■ GIVEN TASK 1: Write out every line of the records that follow the notebook code as a JSON list of strings, one string per line, leaving out blank lines.

■ SELECTED TEXT:
****************

In [None]:
# import sys
# !{sys.executable} -m pip install numpy pandas matplotlib sklearn seaborn
# !{sys.executable} -m pip install --upgrade gensim
# !{sys.executable} -m pip install nltk
# import nltk
# nltk.download('punkt')
# !{sys.executable} -m pip install beautifulsoup4

In [1]:
import os
import re
import gensim
import multiprocessing
import random
import logging
import numpy as np

from pathlib import Path
from os import listdir
from os.path import isfile, join
from nltk.tokenize import RegexpTokenizer
from bs4 import BeautifulSoup

from sklearn.cluster import KMeans
from gensim.models.doc2vec import Doc2Vec, TaggedDocument

In [2]:
CORPUS_PATH  = 'data/'
SKIP_FILES = ""

****************

■ DATA TO PROCESS:
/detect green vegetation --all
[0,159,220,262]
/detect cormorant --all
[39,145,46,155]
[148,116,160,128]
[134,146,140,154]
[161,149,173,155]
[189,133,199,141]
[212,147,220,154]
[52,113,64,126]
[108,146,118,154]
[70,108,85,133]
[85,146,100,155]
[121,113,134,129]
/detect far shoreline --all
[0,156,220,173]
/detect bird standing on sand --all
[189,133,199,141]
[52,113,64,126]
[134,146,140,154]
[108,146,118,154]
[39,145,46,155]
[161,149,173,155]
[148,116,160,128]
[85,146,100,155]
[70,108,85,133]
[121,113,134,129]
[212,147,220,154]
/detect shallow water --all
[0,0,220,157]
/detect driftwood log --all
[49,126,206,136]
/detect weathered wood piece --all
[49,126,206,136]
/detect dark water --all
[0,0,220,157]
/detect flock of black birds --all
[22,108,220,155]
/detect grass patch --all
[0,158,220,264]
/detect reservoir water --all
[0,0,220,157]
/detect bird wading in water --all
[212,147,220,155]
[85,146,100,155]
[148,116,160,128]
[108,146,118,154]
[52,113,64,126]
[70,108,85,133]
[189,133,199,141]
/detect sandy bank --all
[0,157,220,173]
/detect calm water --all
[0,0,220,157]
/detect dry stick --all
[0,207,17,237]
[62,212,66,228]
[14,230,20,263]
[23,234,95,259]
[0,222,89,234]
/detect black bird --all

****************

■ GIVEN TASK 2: In the notebook code, what value is assigned to CORPUS_PATH?

■ COMPLETE OUTPUT 1:
[
  "/detect green vegetation --all",
  "[0,159,220,262]",
  "/detect cormorant --all",
  "[39,145,46,155]",
  "[148,116,160,128]",
  "[134,146,140,154]",
  "[161,149,173,155]",
  "[189,133,199,141]",
  "[212,147,220,154]",
  "[52,113,64,126]",
  "[108,146,118,154]",
  "[70,108,85,133]",
  "[85,146,100,155]",
  "[121,113,134,129]",
  "/detect far shoreline --all",
  "[0,156,220,173]",
  "/detect bird standing on sand --all",
  "[189,133,199,141]",
  "[52,113,64,126]",
  "[134,146,140,154]",
  "[108,146,118,154]",
  "[39,145,46,155]",
  "[161,149,173,155]",
  "[148,116,160,128]",
  "[85,146,100,155]",
  "[70,108,85,133]",
  "[121,113,134,129]",
  "[212,147,220,154]",
  "/detect shallow water --all",
  "[0,0,220,157]",
  "/detect driftwood log --all",
  "[49,126,206,136]",
  "/detect weathered wood piece --all",
  "[49,126,206,136]",
  "/detect dark water --all",
  "[0,0,220,157]",
  "/detect flock of black birds --all",
  "[22,108,220,155]",
  "/detect grass patch --all",
  "[0,158,220,264]",
  "/detect reservoir water --all",
  "[0,0,220,157]",
  "/detect bird wading in water --all",
  "[212,147,220,155]",
  "[85,146,100,155]",
  "[148,116,160,128]",
  "[108,146,118,154]",
  "[52,113,64,126]",
  "[70,108,85,133]",
  "[189,133,199,141]",
  "/detect sandy bank --all",
  "[0,157,220,173]",
  "/detect calm water --all",
  "[0,0,220,157]",
  "/detect dry stick --all",
  "[0,207,17,237]",
  "[62,212,66,228]",
  "[14,230,20,263]",
  "[23,234,95,259]",
  "[0,222,89,234]",
  "/detect black bird --all"
]

■ COMPLETE OUTPUT 2: The string 'data/'.